=== What you should do ===
Please reproduce verbatim the lines below, starting with the line that contains "of pediment it can find." and continuing through the line that contains "[460,192,490,211]".

start Listed records

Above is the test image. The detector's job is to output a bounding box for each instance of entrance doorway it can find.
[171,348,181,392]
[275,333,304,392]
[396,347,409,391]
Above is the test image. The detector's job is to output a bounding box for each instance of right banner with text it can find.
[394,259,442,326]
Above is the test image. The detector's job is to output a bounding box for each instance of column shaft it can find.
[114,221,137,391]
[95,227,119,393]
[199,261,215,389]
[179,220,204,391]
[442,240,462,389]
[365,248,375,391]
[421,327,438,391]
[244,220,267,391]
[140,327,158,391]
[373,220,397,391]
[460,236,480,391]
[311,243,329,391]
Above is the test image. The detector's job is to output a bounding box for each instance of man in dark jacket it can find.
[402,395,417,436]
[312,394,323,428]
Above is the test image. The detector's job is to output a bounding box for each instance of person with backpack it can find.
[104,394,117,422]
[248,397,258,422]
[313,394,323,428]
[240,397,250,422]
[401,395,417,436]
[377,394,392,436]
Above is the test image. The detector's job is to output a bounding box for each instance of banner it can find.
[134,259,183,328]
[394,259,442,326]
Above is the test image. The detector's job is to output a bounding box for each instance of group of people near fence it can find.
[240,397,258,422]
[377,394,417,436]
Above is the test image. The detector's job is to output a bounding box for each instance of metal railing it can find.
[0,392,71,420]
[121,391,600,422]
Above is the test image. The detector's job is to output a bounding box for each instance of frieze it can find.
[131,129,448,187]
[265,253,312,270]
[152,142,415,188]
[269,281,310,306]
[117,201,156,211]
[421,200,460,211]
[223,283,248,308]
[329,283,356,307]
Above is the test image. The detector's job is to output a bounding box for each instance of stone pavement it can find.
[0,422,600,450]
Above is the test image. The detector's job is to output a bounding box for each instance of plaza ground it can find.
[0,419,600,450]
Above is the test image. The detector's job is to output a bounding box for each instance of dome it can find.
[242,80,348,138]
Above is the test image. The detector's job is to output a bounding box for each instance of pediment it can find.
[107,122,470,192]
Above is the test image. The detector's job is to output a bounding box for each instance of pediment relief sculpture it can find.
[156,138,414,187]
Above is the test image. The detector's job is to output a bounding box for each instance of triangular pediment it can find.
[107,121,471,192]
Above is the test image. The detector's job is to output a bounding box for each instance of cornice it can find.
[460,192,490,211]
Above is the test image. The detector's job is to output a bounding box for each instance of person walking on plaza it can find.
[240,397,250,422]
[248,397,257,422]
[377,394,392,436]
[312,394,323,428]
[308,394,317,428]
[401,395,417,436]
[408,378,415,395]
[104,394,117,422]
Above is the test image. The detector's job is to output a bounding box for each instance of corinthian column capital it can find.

end Listed records

=== Exercise result ===
Above is the test image. The detector's job is to output a bounding box for each instance of pediment it can find.
[107,122,470,192]
Above is the test image. The detector's job is to output a bounding box for each instance of pediment relief sculpture it can find.
[156,138,414,187]
Above is the test image. The detector's job is to output a bounding box for each instance of triangular pediment it can find.
[107,121,471,192]
Above is the test image. The detector's job is to output a bounding box for each instance of cornice it can find.
[460,192,490,211]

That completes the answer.